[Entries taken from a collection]
======

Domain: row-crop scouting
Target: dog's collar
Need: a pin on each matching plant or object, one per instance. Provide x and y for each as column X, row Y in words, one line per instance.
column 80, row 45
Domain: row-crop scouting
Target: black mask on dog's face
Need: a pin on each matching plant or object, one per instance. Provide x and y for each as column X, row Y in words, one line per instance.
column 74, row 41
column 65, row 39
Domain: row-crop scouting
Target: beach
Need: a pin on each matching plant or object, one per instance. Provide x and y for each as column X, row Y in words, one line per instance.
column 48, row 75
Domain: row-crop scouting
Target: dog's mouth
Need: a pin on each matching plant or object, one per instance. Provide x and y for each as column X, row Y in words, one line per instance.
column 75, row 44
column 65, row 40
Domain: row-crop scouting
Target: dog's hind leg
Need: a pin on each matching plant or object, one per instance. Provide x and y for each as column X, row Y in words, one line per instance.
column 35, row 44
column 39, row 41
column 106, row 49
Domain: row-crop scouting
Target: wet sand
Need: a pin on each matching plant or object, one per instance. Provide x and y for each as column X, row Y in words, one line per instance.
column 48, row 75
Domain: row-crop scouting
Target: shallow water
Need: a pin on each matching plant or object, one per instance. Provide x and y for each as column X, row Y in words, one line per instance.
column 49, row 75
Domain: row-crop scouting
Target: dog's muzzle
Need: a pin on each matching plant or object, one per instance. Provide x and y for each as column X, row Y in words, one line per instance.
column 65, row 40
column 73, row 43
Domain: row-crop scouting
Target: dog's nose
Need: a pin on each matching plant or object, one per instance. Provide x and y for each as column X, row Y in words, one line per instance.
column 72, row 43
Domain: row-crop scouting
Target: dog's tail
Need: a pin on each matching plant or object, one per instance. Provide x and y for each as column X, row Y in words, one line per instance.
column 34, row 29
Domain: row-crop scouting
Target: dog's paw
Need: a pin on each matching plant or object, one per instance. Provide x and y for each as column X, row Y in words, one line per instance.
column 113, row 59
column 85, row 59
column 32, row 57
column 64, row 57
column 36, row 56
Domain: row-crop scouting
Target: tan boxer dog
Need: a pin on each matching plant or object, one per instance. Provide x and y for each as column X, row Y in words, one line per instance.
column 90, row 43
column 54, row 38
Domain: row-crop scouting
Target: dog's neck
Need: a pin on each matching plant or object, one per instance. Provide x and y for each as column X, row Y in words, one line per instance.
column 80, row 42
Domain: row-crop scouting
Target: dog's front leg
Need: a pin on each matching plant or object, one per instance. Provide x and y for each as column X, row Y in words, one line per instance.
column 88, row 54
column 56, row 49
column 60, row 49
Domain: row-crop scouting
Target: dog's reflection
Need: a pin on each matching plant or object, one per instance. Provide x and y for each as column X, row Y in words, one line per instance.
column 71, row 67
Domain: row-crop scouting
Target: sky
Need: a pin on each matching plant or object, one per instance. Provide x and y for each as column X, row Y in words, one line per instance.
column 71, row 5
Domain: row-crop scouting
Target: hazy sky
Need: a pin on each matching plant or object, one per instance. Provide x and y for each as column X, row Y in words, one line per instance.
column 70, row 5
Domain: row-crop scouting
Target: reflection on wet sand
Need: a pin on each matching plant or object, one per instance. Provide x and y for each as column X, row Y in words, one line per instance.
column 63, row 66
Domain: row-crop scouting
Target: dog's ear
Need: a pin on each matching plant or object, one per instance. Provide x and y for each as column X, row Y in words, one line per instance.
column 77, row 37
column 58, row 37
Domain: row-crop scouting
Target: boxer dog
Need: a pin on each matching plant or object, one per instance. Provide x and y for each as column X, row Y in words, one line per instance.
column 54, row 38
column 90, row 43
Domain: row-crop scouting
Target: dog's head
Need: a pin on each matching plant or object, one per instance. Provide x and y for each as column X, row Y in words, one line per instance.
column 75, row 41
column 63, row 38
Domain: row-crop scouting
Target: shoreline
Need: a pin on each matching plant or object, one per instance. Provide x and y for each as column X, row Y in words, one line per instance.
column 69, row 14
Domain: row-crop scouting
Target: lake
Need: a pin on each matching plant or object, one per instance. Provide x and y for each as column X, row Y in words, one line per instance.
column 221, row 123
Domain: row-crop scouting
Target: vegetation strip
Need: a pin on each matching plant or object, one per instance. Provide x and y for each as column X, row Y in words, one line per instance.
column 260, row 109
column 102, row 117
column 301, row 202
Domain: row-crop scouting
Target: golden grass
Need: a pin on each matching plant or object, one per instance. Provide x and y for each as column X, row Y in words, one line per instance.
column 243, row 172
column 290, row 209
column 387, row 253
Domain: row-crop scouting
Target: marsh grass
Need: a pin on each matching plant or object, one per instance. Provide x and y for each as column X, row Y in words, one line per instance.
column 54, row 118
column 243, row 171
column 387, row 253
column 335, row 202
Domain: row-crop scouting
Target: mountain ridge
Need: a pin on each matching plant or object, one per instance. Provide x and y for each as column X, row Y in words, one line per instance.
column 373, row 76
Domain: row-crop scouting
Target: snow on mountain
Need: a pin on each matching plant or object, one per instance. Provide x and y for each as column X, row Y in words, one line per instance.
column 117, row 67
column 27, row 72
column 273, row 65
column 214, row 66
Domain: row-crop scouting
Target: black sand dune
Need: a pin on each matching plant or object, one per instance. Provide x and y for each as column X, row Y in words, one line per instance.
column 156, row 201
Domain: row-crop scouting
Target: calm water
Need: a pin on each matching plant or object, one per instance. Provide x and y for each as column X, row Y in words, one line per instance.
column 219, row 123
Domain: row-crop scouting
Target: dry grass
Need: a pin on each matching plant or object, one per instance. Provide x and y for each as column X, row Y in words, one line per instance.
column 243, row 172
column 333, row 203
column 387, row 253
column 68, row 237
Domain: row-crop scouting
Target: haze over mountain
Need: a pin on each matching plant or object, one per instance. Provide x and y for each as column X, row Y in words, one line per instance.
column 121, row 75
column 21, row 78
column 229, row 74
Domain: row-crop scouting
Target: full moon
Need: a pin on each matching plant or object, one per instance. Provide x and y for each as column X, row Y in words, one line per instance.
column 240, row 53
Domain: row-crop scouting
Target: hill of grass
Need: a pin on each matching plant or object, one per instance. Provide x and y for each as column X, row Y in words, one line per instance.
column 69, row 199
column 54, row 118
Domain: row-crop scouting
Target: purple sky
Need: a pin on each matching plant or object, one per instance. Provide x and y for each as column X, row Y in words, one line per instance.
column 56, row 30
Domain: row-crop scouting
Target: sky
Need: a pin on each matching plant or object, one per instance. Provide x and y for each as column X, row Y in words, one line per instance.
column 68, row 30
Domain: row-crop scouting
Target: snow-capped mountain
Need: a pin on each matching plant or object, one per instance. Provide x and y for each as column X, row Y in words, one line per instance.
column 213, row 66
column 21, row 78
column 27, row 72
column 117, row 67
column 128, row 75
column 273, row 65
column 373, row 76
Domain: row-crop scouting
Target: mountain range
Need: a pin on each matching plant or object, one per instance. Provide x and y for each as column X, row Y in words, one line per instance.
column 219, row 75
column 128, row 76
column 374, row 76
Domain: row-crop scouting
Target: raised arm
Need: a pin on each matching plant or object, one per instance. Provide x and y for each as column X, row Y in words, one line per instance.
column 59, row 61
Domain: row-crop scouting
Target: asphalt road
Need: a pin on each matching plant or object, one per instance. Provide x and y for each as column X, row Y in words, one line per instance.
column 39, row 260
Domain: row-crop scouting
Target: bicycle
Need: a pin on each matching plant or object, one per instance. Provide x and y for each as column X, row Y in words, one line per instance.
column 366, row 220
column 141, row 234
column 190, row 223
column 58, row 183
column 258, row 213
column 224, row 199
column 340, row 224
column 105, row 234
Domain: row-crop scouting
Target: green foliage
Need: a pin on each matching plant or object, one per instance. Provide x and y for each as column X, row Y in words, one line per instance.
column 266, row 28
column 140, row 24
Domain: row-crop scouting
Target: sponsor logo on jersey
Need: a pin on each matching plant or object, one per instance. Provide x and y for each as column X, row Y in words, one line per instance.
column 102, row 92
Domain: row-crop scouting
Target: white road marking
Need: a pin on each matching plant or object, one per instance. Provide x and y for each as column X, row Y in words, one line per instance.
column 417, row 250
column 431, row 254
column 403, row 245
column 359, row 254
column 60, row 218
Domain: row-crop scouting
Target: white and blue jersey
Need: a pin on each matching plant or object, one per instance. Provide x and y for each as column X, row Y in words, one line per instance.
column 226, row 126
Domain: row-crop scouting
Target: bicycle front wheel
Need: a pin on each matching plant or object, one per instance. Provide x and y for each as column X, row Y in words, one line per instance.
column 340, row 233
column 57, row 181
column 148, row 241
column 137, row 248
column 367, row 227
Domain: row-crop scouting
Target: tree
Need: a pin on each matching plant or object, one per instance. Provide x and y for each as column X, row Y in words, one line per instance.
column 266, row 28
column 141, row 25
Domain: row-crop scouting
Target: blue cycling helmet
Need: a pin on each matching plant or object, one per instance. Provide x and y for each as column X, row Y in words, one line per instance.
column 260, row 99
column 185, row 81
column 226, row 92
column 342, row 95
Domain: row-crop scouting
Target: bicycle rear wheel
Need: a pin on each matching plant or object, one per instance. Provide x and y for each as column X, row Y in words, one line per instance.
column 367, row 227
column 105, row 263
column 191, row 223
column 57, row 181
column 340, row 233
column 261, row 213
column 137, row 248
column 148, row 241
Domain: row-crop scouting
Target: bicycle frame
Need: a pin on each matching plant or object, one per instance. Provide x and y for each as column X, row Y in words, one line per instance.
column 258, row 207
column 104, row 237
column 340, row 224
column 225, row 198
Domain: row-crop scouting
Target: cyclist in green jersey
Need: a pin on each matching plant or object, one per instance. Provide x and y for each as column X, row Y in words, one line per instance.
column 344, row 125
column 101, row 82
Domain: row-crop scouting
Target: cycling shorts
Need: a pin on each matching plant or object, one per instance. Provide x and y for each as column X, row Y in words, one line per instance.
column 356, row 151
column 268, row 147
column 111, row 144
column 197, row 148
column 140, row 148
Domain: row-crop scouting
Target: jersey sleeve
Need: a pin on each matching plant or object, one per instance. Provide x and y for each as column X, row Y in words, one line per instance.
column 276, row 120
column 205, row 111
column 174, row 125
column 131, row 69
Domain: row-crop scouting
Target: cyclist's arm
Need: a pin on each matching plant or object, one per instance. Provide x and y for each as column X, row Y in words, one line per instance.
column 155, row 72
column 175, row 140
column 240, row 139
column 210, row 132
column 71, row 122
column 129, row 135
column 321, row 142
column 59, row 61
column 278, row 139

======

# WHAT THE EXERCISE ASKS
From the records above, copy each line that contains the word "white".

# SOLUTION TO THE PROBLEM
Target: white road marking
Target: white and blue jersey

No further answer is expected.